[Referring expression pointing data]
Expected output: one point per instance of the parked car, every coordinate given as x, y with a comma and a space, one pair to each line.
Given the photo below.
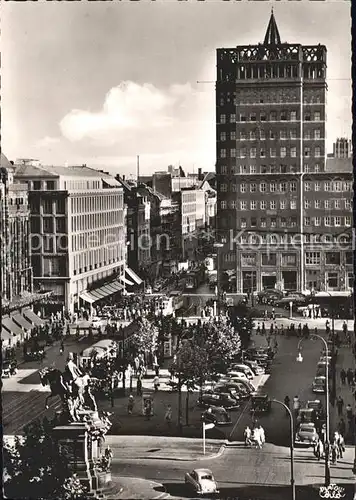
237, 374
236, 390
317, 406
319, 385
260, 403
244, 368
306, 435
306, 415
201, 481
255, 367
223, 399
216, 415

WORK REQUIRED: Without the pictures, return the records above exactly as given.

RESPONSE AREA:
Expected output: one point per instance of the parked car, every coordinate given as x, y with a comma and a space, one pair to each line.
Given the photo below.
237, 374
236, 390
317, 406
319, 385
260, 403
244, 368
306, 435
306, 415
201, 481
255, 367
223, 399
216, 415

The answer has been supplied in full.